• Written request: Give only the number of lines in the listing below that contain the word "ground", counting matches only where the case is identical.

• Data supplied:
================

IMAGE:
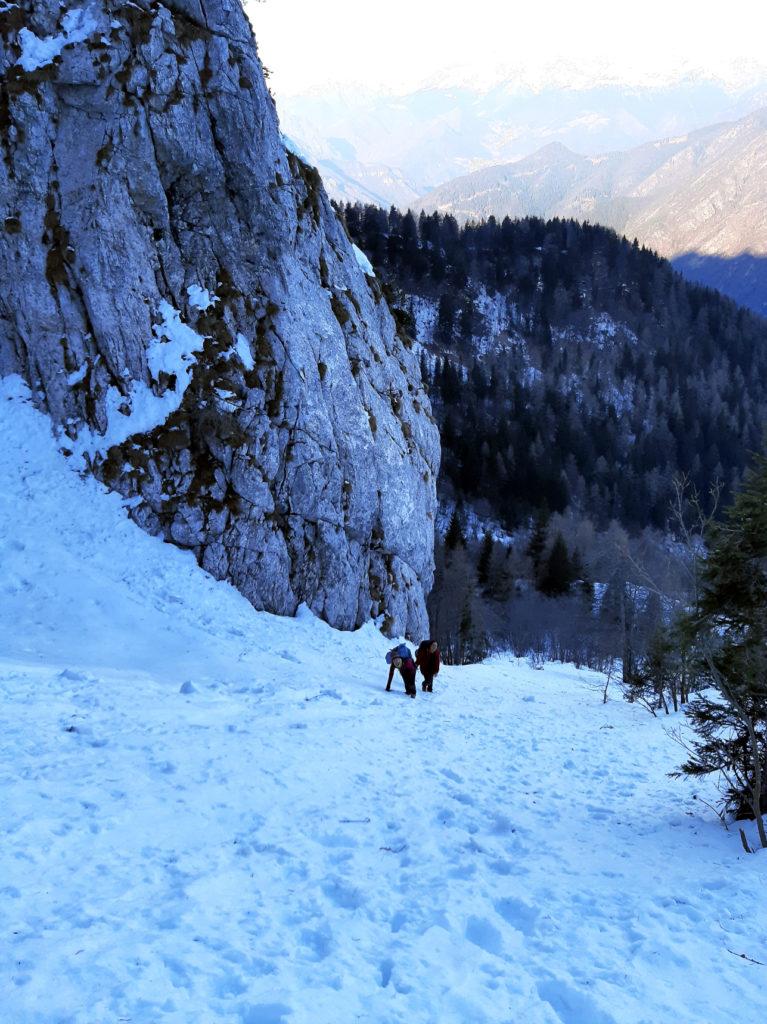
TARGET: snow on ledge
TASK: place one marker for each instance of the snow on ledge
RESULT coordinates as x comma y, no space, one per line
363,261
37,52
200,298
171,351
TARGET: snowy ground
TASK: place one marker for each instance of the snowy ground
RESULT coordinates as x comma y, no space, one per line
214,815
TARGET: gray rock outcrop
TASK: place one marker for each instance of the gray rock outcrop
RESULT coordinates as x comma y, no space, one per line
180,296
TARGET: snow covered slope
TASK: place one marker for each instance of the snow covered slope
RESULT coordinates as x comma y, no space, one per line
212,815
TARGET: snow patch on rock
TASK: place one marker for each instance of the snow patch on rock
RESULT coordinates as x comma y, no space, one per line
36,52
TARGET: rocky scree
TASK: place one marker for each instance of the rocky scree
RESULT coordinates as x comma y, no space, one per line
181,298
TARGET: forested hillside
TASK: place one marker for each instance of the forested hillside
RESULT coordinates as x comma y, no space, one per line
569,369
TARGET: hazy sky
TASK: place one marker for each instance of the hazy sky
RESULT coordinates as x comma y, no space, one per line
398,43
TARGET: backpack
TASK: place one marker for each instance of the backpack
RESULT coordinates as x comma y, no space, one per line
402,650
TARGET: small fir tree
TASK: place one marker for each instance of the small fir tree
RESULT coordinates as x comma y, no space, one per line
728,630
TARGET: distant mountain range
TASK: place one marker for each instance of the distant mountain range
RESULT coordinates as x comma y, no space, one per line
699,199
392,148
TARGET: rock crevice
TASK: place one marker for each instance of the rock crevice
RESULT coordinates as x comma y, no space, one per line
183,301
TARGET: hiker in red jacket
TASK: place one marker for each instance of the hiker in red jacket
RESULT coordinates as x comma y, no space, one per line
427,659
407,668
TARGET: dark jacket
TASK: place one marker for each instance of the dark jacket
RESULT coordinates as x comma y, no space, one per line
427,662
407,671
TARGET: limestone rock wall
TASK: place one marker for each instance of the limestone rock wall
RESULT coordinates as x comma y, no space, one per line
182,299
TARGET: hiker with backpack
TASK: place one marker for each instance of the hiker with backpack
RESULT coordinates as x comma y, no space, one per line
427,659
401,659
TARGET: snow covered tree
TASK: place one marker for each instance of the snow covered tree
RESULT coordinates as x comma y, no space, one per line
728,628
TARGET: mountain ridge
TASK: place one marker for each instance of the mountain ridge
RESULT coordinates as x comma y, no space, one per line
698,195
184,303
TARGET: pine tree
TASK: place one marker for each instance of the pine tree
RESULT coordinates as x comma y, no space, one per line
537,544
455,536
557,572
729,631
485,559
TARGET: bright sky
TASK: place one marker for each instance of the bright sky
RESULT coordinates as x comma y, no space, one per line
396,44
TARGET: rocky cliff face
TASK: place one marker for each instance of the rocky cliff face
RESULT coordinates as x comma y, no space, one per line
180,296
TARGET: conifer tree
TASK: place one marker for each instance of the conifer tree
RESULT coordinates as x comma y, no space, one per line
729,631
557,572
455,537
485,559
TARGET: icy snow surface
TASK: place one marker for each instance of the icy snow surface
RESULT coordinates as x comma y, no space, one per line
217,816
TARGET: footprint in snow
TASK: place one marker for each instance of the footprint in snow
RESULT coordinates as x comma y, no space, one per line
570,1005
483,934
265,1013
518,913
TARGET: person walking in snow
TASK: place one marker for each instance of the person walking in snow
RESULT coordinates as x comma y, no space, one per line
427,659
407,668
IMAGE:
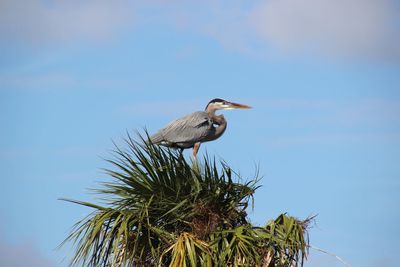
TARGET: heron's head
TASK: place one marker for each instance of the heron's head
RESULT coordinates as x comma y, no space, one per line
218,103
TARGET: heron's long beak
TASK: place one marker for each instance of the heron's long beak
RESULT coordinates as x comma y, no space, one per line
236,106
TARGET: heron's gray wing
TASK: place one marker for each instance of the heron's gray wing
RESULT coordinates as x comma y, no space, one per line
189,129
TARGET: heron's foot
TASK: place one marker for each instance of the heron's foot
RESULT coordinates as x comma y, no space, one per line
195,150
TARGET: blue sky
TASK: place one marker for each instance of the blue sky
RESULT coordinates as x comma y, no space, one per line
323,77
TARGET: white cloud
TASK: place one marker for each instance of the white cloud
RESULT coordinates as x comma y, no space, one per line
339,29
48,21
358,29
25,254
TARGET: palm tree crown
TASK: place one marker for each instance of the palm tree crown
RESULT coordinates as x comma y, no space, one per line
161,210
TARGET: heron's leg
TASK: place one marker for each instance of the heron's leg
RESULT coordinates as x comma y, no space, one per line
196,149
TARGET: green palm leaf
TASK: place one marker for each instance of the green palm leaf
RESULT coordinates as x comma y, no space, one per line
161,210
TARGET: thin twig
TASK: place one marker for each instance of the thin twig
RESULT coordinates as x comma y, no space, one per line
330,254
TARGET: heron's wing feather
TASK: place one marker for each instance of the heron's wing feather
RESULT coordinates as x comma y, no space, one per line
189,129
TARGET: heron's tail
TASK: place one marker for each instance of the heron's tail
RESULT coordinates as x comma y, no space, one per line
155,139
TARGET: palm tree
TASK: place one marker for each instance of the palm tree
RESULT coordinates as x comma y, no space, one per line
161,210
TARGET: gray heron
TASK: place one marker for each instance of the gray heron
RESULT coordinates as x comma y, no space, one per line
196,128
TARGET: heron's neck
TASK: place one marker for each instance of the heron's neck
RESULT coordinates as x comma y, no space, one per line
221,122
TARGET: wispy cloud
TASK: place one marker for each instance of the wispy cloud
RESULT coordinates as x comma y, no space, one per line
338,29
344,28
22,254
40,21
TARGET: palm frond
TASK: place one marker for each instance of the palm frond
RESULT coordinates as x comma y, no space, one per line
161,210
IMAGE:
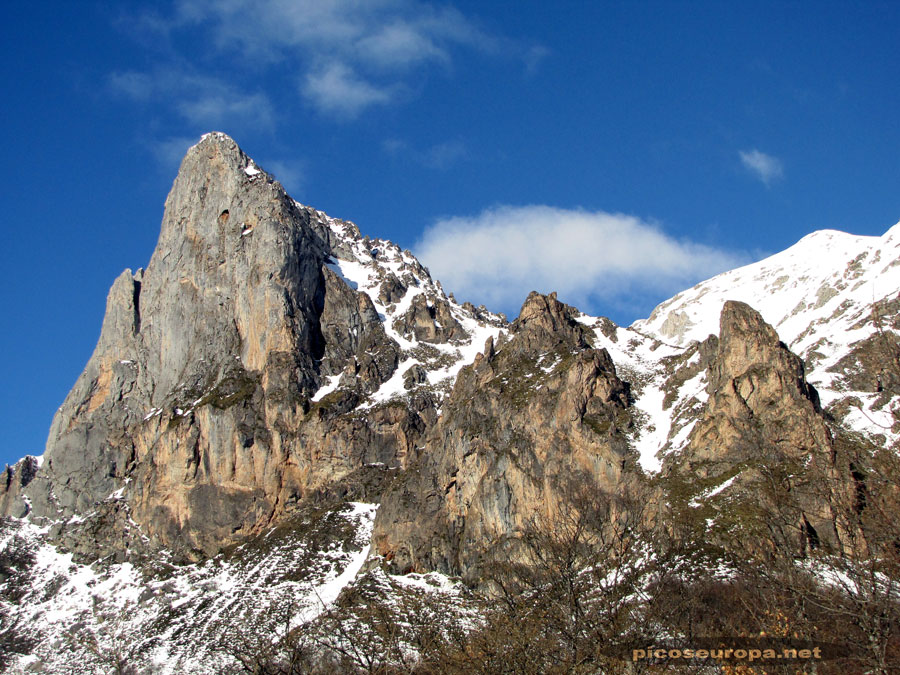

================

• The reply: 2